»»

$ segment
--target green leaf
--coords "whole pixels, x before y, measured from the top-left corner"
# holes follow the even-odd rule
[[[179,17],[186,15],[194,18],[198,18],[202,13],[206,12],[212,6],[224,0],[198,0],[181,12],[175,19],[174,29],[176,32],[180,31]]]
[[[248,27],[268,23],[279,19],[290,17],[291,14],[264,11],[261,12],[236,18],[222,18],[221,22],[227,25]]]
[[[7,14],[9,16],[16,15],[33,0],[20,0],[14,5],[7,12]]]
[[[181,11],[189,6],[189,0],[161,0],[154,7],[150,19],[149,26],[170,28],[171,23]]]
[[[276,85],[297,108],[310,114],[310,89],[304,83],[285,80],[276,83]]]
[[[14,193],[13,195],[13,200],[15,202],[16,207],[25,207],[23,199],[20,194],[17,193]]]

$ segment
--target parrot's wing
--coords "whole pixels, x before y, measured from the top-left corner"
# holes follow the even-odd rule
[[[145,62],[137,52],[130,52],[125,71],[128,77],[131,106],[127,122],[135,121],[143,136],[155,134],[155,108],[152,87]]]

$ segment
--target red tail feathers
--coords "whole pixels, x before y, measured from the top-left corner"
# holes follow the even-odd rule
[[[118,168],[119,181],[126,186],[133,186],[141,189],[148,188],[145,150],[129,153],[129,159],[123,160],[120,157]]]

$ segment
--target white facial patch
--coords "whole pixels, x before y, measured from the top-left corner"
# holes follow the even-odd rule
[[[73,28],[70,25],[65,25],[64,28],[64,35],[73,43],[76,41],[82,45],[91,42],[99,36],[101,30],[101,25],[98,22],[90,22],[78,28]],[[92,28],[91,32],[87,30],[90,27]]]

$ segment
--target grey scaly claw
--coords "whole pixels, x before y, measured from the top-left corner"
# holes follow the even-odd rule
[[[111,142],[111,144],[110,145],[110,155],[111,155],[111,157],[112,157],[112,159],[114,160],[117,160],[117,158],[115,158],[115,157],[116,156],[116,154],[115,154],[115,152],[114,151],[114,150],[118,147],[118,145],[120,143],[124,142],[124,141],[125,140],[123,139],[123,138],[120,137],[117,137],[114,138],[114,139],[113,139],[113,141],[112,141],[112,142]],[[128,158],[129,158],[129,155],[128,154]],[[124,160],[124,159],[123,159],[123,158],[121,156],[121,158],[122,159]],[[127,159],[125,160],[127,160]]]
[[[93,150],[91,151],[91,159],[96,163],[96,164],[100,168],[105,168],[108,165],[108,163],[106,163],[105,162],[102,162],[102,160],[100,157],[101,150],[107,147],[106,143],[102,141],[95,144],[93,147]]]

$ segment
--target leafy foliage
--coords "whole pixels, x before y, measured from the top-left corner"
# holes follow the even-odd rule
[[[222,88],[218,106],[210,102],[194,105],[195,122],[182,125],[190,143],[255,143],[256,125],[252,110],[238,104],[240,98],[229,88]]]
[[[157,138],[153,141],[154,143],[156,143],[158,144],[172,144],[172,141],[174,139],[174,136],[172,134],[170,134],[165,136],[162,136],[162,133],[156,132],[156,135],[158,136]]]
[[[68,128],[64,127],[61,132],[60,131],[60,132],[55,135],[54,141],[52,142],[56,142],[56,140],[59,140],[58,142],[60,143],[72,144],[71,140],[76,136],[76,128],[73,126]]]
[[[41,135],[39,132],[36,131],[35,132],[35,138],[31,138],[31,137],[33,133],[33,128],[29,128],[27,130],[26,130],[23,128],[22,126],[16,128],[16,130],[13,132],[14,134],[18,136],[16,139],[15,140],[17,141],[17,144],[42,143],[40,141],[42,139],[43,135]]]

««

▶ **Schriftliche Anweisung**
Zähle bitte, wie viele Zeilen der Einträge das Wort „target“ enthalten, und achte dabei auf Groß- und Kleinschreibung. Gib nur die Zahl an.

▶ **Antwort zur Aufgabe**
6